== Your task ==
Rework the lines below so that each "innermost point" becomes "center point", with everything else left the same. Leave the pictures out of your answer.

== Material provided ==
────────

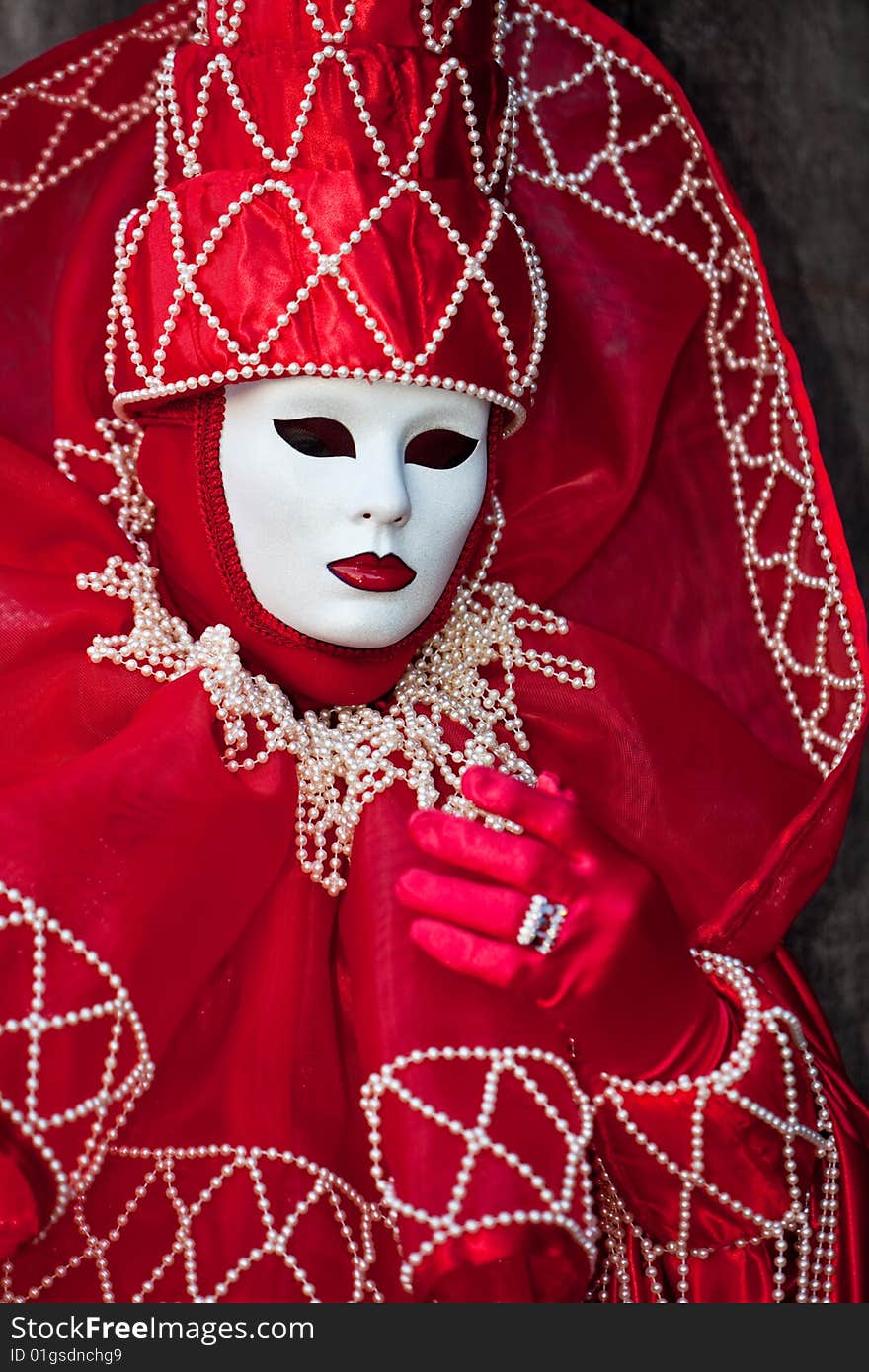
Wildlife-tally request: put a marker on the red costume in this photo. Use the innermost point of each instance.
(243, 1065)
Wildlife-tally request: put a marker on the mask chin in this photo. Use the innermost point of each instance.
(203, 582)
(352, 501)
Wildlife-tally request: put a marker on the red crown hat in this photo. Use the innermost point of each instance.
(328, 200)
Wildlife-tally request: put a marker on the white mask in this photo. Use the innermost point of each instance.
(394, 472)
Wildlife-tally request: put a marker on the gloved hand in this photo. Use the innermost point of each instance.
(619, 978)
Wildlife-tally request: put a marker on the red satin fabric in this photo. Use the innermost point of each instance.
(266, 1002)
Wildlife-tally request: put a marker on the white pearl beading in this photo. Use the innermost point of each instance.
(166, 28)
(803, 1245)
(173, 1175)
(191, 263)
(729, 260)
(70, 1163)
(567, 1206)
(824, 741)
(805, 1248)
(345, 756)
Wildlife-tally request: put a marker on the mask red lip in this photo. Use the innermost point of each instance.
(369, 572)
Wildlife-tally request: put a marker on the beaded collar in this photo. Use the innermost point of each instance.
(443, 715)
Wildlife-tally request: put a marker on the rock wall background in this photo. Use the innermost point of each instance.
(783, 91)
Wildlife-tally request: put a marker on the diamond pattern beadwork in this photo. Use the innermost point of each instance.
(767, 452)
(803, 1238)
(180, 139)
(546, 1080)
(74, 92)
(55, 1024)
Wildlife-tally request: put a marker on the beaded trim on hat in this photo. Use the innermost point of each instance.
(155, 372)
(728, 267)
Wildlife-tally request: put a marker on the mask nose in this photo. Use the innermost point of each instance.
(384, 498)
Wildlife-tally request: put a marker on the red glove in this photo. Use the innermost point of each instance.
(619, 978)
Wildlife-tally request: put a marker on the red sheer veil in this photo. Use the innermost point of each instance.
(662, 488)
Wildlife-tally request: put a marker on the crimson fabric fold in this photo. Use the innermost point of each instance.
(666, 495)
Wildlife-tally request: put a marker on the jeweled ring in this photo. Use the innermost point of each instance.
(540, 925)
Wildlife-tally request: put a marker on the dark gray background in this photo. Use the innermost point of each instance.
(781, 87)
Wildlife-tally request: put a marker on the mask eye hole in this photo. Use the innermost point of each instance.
(439, 449)
(316, 436)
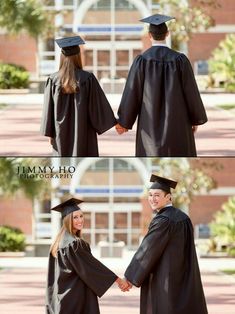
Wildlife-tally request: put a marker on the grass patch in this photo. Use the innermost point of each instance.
(227, 106)
(228, 271)
(2, 106)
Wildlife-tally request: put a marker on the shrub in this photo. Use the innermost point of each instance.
(223, 225)
(11, 239)
(221, 64)
(13, 76)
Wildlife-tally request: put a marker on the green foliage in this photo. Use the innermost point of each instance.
(13, 76)
(223, 225)
(222, 63)
(19, 15)
(11, 239)
(191, 178)
(10, 182)
(188, 19)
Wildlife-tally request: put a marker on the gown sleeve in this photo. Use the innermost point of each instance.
(47, 122)
(100, 112)
(91, 271)
(196, 110)
(131, 101)
(149, 251)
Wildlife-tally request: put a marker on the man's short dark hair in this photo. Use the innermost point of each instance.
(158, 32)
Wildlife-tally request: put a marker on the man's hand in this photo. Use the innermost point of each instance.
(120, 130)
(123, 284)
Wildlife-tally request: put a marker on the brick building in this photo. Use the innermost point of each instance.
(109, 54)
(115, 199)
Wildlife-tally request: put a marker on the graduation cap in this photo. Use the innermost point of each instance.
(157, 23)
(157, 19)
(68, 206)
(162, 183)
(70, 45)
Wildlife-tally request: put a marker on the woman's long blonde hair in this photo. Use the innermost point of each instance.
(67, 226)
(68, 66)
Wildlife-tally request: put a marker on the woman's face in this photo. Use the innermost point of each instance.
(78, 220)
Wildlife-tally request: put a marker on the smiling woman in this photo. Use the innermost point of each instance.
(72, 268)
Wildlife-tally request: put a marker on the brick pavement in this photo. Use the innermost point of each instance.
(22, 290)
(19, 131)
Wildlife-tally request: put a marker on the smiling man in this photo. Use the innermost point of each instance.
(165, 266)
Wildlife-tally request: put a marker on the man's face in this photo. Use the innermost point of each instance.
(158, 199)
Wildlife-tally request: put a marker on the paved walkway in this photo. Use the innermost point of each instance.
(22, 287)
(20, 123)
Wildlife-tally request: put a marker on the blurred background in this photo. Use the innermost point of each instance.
(115, 195)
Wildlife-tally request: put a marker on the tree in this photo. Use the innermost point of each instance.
(189, 19)
(223, 225)
(28, 15)
(192, 179)
(221, 64)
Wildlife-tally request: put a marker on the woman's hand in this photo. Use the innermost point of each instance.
(120, 130)
(123, 284)
(50, 140)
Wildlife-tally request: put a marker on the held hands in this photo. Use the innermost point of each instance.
(120, 130)
(123, 284)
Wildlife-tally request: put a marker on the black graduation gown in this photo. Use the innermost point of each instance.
(73, 120)
(75, 279)
(162, 92)
(166, 267)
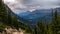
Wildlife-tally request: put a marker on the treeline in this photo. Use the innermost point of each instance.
(8, 20)
(42, 27)
(45, 27)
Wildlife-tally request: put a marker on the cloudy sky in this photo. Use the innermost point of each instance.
(19, 6)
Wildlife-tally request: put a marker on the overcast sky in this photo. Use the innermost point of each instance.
(19, 6)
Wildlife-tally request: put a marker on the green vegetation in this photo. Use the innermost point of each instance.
(42, 27)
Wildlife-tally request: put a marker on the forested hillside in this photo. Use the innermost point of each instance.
(8, 20)
(42, 27)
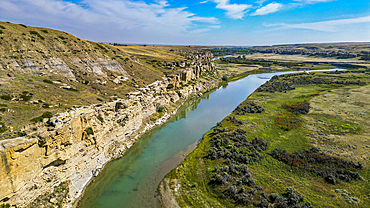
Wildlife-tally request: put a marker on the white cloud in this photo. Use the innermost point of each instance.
(325, 26)
(234, 11)
(313, 1)
(269, 8)
(109, 20)
(260, 2)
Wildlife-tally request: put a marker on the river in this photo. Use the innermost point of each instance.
(131, 181)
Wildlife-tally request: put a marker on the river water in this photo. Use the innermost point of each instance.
(131, 181)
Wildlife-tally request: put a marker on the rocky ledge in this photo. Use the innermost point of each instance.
(70, 149)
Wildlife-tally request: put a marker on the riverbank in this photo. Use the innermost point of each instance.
(339, 132)
(72, 148)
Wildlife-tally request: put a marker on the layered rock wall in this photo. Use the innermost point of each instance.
(75, 145)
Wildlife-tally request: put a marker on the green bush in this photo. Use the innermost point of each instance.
(5, 206)
(6, 97)
(2, 128)
(100, 118)
(47, 114)
(32, 32)
(37, 119)
(26, 97)
(100, 46)
(46, 105)
(89, 131)
(61, 37)
(160, 109)
(72, 89)
(47, 81)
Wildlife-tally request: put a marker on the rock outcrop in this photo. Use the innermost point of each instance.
(75, 145)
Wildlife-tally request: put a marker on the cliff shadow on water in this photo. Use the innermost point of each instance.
(127, 172)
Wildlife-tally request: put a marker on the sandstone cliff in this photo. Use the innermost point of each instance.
(73, 146)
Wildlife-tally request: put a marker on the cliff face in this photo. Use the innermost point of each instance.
(75, 145)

────────

== Written response ==
Wildlife-tally request: put a marker on the red costume in this photo. Use the center point of each instance.
(243, 1065)
Wildlife-tally request: put a marker on the mask chin in this photo. Use the center point of each instance.
(203, 582)
(352, 501)
Wildlife-tally request: put a marker on the red crown hat in this photo. Use the center point of each instance.
(328, 200)
Wildlife-tally request: put a marker on the white mask in this photo. Use the center point of each instance.
(394, 472)
Wildlife-tally request: put a marker on the gloved hand in this photo. Use the center point of each instance.
(619, 978)
Wildlife-tally request: put a marker on the red satin fabric in this photo. Use the center point of each instance.
(266, 1002)
Wildlife-tally request: put a marker on the white pearl beading in this photo. Use the center point of each instance.
(166, 28)
(803, 1245)
(173, 1175)
(191, 263)
(729, 260)
(70, 1163)
(567, 1206)
(824, 741)
(805, 1248)
(345, 756)
Wildlife-tally request: put a marker on the mask red lip in this photo. Use the center point of each instance.
(369, 572)
Wildlife-tally request: put a marker on the beaded collar in this photo. Use the center point of each instance.
(443, 715)
Wildlife-tally request: put a marker on the rock wall background in this photo. Use the center point of each instance.
(783, 91)
Wildlife-tally request: put a marker on the diamond pattern beadwork in this photo. Use the center point of each instance.
(767, 452)
(803, 1238)
(180, 139)
(546, 1080)
(74, 92)
(55, 1024)
Wildlife-tally request: put a marker on the beaded trim on hat in this photo. Use the center point of each instance.
(155, 372)
(728, 267)
Wildlife-tally request: put a marker on the mask nose in this photo. Use the center point of each instance.
(384, 498)
Wildlife-tally request: put a marker on the red glove in this photo. Use the center point of each instance.
(619, 978)
Wildlife-tally request: put a marker on the red sheer veil in this photo. Use the center point of each instance.
(662, 488)
Wildlife-tally request: put a marker on the crimson fabric fold in this photo. Use the center point of each instance.
(666, 495)
Wildlife-tally request: put a marker on the jeweled ring in this photo. Use the center point of each instance.
(540, 925)
Wildlife-tally request: put a marker on the dark gray background in this photo. Use the center point of each instance.
(781, 87)
Wildlife-tally request: put a marker on the mask eye hole in this photo. Use the center point of each instance.
(439, 449)
(316, 436)
Wildlife-tally request: put a marker on the grass patch in this photo. Use the center point of each instance.
(227, 106)
(228, 271)
(2, 106)
Wildlife-tally request: put a marker on the shrub in this photo. Use the center point of each instance.
(223, 225)
(11, 239)
(221, 64)
(13, 76)
Wildlife-tally request: put a marker on the green foliage in this photo. Use the center point of each instance.
(13, 76)
(223, 225)
(222, 63)
(19, 15)
(11, 239)
(191, 178)
(10, 182)
(188, 19)
Wildlife-tally request: put a marker on the gown sleeve in this photo. Use the center point of each instance.
(47, 122)
(100, 112)
(91, 271)
(196, 110)
(131, 101)
(149, 251)
Wildlife-tally request: put a marker on the man's short dark hair in this photo. Use the center point of each instance.
(158, 32)
Wildlife-tally request: put a marker on the man's hand in this photo. Use the center point of each instance.
(120, 130)
(123, 284)
Wildlife-tally request: put a marker on the brick building in this photo. Use the center point of each instance.
(109, 54)
(115, 199)
Wildlife-tally request: put a marker on the graduation cap in this photo. Use the center point of each instance.
(157, 23)
(157, 19)
(68, 206)
(162, 183)
(70, 45)
Wildlife-tally request: put a marker on the woman's long blonde hair in this photo. Use the center point of each instance.
(67, 226)
(68, 66)
Wildlife-tally request: put a marker on the woman's face in this photo. Use the center point of each instance.
(78, 220)
Wildlife-tally request: put a marker on the smiling woman in this photo. Use the center point of each instance.
(72, 268)
Wildlife-tally request: put a marker on the brick pavement in this photo. Use the center point of each instance.
(22, 290)
(19, 131)
Wildlife-tally request: put a marker on the smiling man in this photo. Use the center point of each instance.
(165, 266)
Wildlife-tally request: put a marker on the man's face in this photo. Use the center point of each instance.
(158, 199)
Wildlife-tally request: put a marker on the paved walkway in this photo. Use the center point of each instance.
(22, 287)
(20, 123)
Wildlife-tally request: put a marker on the blurred background in this photo. Use the center point of each instance.
(115, 195)
Wildlife-tally request: put a marker on the tree in this photo. Use the center point of each instance.
(189, 19)
(223, 225)
(28, 15)
(192, 179)
(221, 64)
Wildlife-tally request: put a marker on the woman's hand in this photo. Use the center point of each instance.
(120, 130)
(123, 284)
(50, 140)
Wildlife-tally request: put a marker on the held hands in this photo. Use the center point of each instance.
(120, 130)
(123, 284)
Wildlife-tally request: put a marker on the black graduation gown in this photo. Use the center point of each instance.
(73, 120)
(75, 279)
(162, 92)
(166, 267)
Wildlife-tally request: put a marker on the treeline in this photo. Use the center point of each instance.
(8, 20)
(42, 27)
(45, 27)
Wildlife-tally request: put a marker on the cloudy sky in this photo. Use the center point of each instance.
(19, 6)
Wildlife-tally request: put a marker on the overcast sky in this photo. Use the center point of each instance.
(19, 6)
Wildlife-tally request: put a marker on the green vegetation in this photo. Use the center point of each instance.
(42, 27)
Wildlife-tally request: put a marker on the forested hillside in this photo. Use the center point of each instance.
(8, 20)
(42, 27)
Wildlife-tally request: put a marker on the white cloud in this photo. Use the center point of each instance.
(325, 26)
(234, 11)
(313, 1)
(269, 8)
(109, 20)
(260, 2)
Wildlife-tally request: put a marker on the river in this photo. Use the center point of each instance.
(131, 181)
Wildlife-tally request: put a marker on the river water in this photo. Use the center point of each instance.
(131, 181)
Wildlife-tally request: put a marker on the rocky ledge in this photo. Use the center point of each instance.
(70, 149)
Wildlife-tally request: put a marker on the riverbank in this photo. Use the center point of each instance.
(339, 132)
(72, 148)
Wildlife-tally request: put a marker on the layered rock wall in this photo. Use the center point of each instance.
(75, 145)
Wildlife-tally request: put a marker on the green bush in this photo. Use the center point of each instance.
(5, 206)
(6, 97)
(2, 128)
(100, 118)
(47, 114)
(32, 32)
(37, 119)
(26, 97)
(100, 46)
(46, 105)
(89, 131)
(61, 37)
(160, 109)
(72, 89)
(47, 81)
Wildlife-tally request: put a marker on the rock outcrop in this photo. Use the center point of each instance.
(75, 145)
Wildlife-tally request: put a marker on the cliff shadow on water in this photo. Use the center point of each instance.
(127, 172)
Wildlife-tally request: put a marker on the sandstone cliff in this photo. Use the center point of each instance.
(73, 146)
Wildlife-tally request: put a marker on the cliff face in this photo. Use the center point of each instance.
(75, 145)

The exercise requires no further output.